*Apply what you read:*
• a. Answer these questions using the report on Maradona's death:
(i) How old was Maradona when he died?
(ii) Where did Sebastián Sanchi say Maradona died?
(iii) How many days of National Mourning did Alberto Fernández decree?
• b. Write the next part of the report on Maradona's death, picking up after its final sentence.

### Text segment

Diego Armando Maradona, a soccer symbol of Argentina and the world, representative of an era and a type of game based on courage, talent and conviction, died this afternoon due to cardiorespiratory arrest. He was 60 years old.
According to Página 12, Sebastián Sanchi, press official of the “10”, confirmed the news after it had already been published by various media around the world.
“It is with pain that I have to report that Diego Maradona passed away. It was at his home in the Villa Nueva neighborhood before noon. There is no consolation,” Sanchi wrote on the Twitter account.
Born in Lanús, Buenos Aires, on October 30, 1960, Maradona worked since 2019 as technical director of the Gymnastics and Fencing Club of La Plata.
“You took us to the top of the world. You made us immensely happy. You were the greatest of all. Thanks for having existed, Diego. We are going to miss you all our lives,” Argentine President Alberto Fernández, who has decreed three days of National Mourning as of this date, wrote on his Twitter account.

######
### Listed entries

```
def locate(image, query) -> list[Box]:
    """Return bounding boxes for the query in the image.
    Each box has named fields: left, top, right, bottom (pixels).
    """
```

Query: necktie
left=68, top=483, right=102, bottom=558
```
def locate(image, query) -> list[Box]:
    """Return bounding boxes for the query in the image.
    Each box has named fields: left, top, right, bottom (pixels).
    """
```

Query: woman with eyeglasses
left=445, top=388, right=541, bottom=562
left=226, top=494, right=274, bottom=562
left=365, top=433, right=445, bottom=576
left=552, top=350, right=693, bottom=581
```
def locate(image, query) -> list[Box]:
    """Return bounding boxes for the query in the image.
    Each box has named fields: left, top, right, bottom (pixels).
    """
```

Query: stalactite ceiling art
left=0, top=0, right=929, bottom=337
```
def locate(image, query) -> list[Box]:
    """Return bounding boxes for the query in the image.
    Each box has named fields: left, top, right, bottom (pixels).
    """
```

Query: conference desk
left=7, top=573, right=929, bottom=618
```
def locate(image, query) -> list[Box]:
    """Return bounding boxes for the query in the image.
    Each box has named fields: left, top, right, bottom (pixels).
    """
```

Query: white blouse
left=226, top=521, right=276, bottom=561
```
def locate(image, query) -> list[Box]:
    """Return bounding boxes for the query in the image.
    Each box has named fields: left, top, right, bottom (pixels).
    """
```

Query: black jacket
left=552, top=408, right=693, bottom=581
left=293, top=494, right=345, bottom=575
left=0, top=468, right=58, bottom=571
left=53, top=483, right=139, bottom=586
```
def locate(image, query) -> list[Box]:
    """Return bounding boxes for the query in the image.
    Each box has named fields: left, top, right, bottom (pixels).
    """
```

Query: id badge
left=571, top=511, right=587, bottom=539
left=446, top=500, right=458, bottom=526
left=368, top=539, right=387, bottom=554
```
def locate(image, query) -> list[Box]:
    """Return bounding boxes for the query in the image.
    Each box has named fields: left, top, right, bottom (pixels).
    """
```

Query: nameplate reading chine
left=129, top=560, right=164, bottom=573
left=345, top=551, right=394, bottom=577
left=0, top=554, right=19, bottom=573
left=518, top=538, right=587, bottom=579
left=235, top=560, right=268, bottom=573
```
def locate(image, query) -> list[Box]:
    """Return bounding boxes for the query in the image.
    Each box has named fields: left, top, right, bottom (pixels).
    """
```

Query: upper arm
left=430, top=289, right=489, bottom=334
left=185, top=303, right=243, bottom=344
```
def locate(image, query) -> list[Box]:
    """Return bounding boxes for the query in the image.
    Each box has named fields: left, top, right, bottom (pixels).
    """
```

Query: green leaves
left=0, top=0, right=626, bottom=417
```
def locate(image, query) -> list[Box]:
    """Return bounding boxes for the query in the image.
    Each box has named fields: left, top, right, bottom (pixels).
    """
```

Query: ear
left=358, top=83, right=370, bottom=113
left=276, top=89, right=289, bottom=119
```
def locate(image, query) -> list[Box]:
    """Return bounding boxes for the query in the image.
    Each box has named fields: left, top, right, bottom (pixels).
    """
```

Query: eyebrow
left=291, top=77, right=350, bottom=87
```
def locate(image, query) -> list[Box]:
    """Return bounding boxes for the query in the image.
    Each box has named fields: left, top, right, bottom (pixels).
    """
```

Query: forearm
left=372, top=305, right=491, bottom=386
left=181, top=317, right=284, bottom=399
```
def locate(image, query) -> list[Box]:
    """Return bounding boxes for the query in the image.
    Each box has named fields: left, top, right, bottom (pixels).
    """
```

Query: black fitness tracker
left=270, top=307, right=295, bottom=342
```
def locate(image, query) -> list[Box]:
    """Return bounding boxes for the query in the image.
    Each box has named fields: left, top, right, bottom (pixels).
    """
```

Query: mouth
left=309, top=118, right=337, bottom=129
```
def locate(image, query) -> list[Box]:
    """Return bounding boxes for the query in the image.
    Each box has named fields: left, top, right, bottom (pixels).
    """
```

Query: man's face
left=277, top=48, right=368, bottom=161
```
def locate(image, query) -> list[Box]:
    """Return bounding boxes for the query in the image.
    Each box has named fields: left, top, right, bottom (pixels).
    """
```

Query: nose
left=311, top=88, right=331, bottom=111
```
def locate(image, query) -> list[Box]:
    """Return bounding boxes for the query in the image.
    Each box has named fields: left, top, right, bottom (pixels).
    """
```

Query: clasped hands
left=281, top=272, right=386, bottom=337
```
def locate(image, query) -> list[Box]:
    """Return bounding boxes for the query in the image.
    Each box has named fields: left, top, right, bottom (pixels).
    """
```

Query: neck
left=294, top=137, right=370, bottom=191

######

*Numbered answers:*
• a.
(i) 60 years old
(ii) At his home in the Villa Nueva neighborhood
(iii) Three days

• b.
On November 11, Maradona had left a sanatorium in Olivos, Buenos Aires, where he had undergone surgery shortly before for a subdural hematoma unexpectedly detected.
“He got us used to miracles, we thought he was immortal,” says one of his followers from Twitter. “Rest in peace at last,” a journalist from La Nación wrote.
Maradona, the 10, was world champion with Argentina in 1986, when he scored the famous and controversial “goal of the century.” Then he was recognized as the best player in the world.
In 1990 he was runner-up in the World, in Italy, and the following year he was sanctioned for doping. His addiction to drugs would haunt him for life and seeking to recover he came to Cuba for treatment in the late 1990s.
For some the best player in history, for others the representation of a decadent type of person; but, for the majority, and for history, it is about a player who inscribed his name at the top of the sport thanks to his performance on the field and his always present charisma.